---------- TEXTE À LIRE ----------

Urteilskopf
81 I 219
35. Arrêt du 13 juillet 1955 dans la cause Rotner contre Herzig et Juge de paix du cercle de Vevey.
Regeste
Art. 59 Abs. 1 BV.
Eine durch ein dingliches Recht gesicherte Forderung kann beim Richter des Orts, wo sich das Pfand befindet, geltend gemacht werden, wenn der Schuldner nicht nur das Pfand- oder Retentionsrecht, sondern auch die Höhe der Forderung bestreitet,es sei denn, dass der Gläubiger mit der Geltendmachung des Pfandrechts offensichtlich Art. 59 Abs. 1 BV zu umgehen sucht. - Gilt auch, wenn die Forderung den Wert des Pfandes übersteigt.
Jean Herzig a ouvert contre Jacques Rotner une poursuite en réalisation de gage pour le montant de 618 fr., invoquant un droit de rétention sur deux pneus usagés qui se trouvaient en sa possession. Rotner a fait opposition jusqu'à concurrence de 468 fr. au commandement de payer de l'Office des poursuites de Vevey qui lui a été notifié à Zurich le 24 mars 1955, et a contesté le droit de gage. Par exploit du 1er avril 1955, Herzig a ouvert action contre Rotner et conclu au paiement de la somme de 468 fr. avec intérêt à 5% dès le 24 avril 1952, à la mainlevée de l'opposition pour ce montant et à la reconnaissance de son droit de rétention sur les deux pneus usagés.
Par lettre du 21 avril 1955, l'avocat du défendeur, Me von Büren, a contesté la compétence du Juge de paix de Vevey et informé ce magistrat que Rotner ne se présenterait en conséquence pas à son audience. Il a fait valoir que Rotner avait son domicile à Zurich et qu'il devait être recherché devant le juge de ce lieu, le fait que Herzig prétendait posséder un droit de gage n'ayant pas pour effet de créer un for à Vevey.

---------- DONNÉES FOURNIES ----------

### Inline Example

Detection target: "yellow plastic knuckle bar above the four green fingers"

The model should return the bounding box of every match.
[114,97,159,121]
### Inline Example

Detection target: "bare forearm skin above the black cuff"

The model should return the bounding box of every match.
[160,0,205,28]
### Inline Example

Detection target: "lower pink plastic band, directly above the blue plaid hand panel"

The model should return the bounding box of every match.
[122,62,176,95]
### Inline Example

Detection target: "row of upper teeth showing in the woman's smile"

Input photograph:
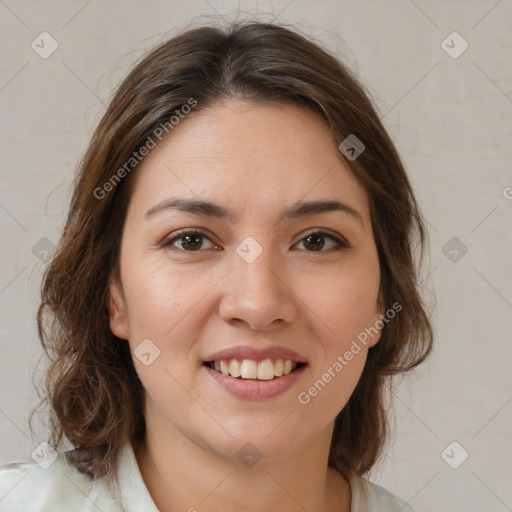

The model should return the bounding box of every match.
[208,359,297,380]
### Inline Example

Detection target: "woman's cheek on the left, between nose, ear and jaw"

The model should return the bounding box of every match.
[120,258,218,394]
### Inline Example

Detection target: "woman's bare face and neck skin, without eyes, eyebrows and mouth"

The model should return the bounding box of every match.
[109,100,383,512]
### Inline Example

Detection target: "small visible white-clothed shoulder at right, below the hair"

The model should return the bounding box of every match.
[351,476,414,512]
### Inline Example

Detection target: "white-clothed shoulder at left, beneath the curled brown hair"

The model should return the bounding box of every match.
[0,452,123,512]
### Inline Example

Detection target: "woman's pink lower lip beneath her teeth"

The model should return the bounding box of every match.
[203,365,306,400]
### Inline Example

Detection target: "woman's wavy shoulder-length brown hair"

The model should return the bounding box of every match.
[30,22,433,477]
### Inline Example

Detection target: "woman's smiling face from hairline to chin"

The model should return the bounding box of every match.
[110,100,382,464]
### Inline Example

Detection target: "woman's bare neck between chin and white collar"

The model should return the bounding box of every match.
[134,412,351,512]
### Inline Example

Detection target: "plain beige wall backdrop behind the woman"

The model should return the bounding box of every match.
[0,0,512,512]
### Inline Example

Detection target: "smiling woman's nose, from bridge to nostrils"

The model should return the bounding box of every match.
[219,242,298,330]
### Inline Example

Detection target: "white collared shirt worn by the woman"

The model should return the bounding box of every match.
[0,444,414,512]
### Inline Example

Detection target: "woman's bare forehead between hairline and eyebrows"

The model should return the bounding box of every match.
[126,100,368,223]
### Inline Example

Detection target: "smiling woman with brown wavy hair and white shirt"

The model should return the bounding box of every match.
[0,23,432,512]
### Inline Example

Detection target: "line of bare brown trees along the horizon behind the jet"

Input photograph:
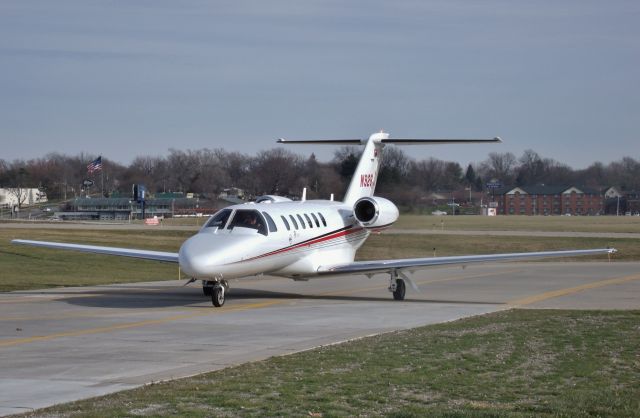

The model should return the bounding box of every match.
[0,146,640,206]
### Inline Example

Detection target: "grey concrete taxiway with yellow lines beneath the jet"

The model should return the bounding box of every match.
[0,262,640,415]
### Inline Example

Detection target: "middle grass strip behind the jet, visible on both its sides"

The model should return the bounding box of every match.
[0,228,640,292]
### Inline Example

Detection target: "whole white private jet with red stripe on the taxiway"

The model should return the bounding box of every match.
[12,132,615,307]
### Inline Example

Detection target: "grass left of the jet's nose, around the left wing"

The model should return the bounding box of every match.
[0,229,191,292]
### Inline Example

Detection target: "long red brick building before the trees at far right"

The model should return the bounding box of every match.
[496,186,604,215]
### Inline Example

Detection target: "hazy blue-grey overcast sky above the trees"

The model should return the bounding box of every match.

----------
---------- DONNÉES FOURNIES ----------

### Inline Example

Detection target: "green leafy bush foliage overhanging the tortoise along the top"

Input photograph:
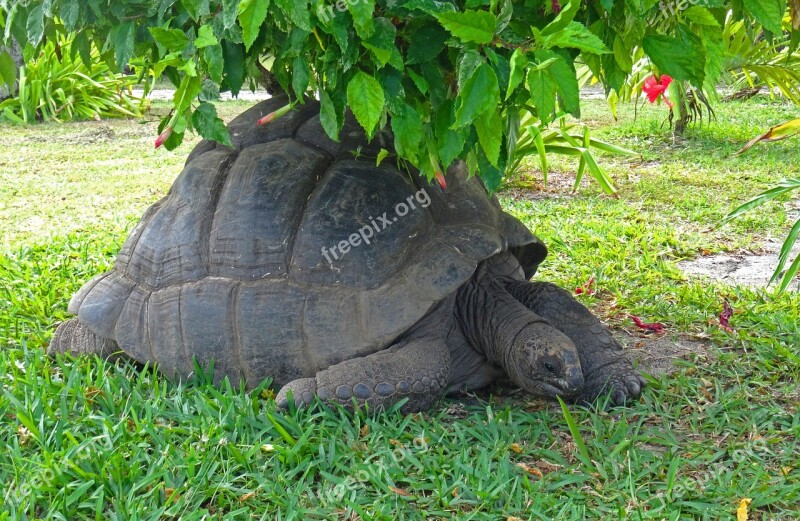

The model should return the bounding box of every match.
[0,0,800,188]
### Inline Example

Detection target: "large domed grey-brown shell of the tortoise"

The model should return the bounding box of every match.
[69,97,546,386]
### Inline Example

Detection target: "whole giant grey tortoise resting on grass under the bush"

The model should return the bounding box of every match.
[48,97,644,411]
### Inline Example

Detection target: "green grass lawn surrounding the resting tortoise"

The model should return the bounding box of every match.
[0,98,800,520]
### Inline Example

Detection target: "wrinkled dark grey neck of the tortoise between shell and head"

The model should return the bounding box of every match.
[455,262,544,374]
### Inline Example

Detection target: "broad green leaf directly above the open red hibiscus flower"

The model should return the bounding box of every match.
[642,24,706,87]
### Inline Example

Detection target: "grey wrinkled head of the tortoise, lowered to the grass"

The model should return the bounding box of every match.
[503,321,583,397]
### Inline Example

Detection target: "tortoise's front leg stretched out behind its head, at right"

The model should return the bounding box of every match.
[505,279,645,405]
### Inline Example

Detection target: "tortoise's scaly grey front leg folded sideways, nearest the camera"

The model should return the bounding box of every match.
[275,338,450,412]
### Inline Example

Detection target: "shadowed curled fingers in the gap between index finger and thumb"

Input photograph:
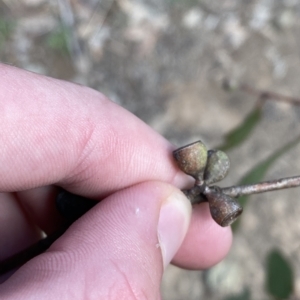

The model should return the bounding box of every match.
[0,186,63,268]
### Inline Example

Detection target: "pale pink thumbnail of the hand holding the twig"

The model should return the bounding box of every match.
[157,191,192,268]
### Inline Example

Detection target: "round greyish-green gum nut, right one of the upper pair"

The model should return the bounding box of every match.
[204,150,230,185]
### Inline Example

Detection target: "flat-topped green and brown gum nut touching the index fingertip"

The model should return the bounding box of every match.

----------

## CONSIGNE
Reproduisez l'arrêt sur le for de la poursuite en réalisation de gage dans son intégralité, sans rien y modifier.

## RÉPONSE ATTENDUE
Urteilskopf
81 I 219
35. Arrêt du 13 juillet 1955 dans la cause Rotner contre Herzig et Juge de paix du cercle de Vevey.
Regeste
Art. 59 Abs. 1 BV.
Eine durch ein dingliches Recht gesicherte Forderung kann beim Richter des Orts, wo sich das Pfand befindet, geltend gemacht werden, wenn der Schuldner nicht nur das Pfand- oder Retentionsrecht, sondern auch die Höhe der Forderung bestreitet,es sei denn, dass der Gläubiger mit der Geltendmachung des Pfandrechts offensichtlich Art. 59 Abs. 1 BV zu umgehen sucht. - Gilt auch, wenn die Forderung den Wert des Pfandes übersteigt.
Jean Herzig a ouvert contre Jacques Rotner une poursuite en réalisation de gage pour le montant de 618 fr., invoquant un droit de rétention sur deux pneus usagés qui se trouvaient en sa possession. Rotner a fait opposition jusqu'à concurrence de 468 fr. au commandement de payer de l'Office des poursuites de Vevey qui lui a été notifié à Zurich le 24 mars 1955, et a contesté le droit de gage. Par exploit du 1er avril 1955, Herzig a ouvert action contre Rotner et conclu au paiement de la somme de 468 fr. avec intérêt à 5% dès le 24 avril 1952, à la mainlevée de l'opposition pour ce montant et à la reconnaissance de son droit de rétention sur les deux pneus usagés.
Par lettre du 21 avril 1955, l'avocat du défendeur, Me von Büren, a contesté la compétence du Juge de paix de Vevey et informé ce magistrat que Rotner ne se présenterait en conséquence pas à son audience. Il a fait valoir que Rotner avait son domicile à Zurich et qu'il devait être recherché devant le juge de ce lieu, le fait que Herzig prétendait posséder un droit de gage n'ayant pas pour effet de créer un for à Vevey.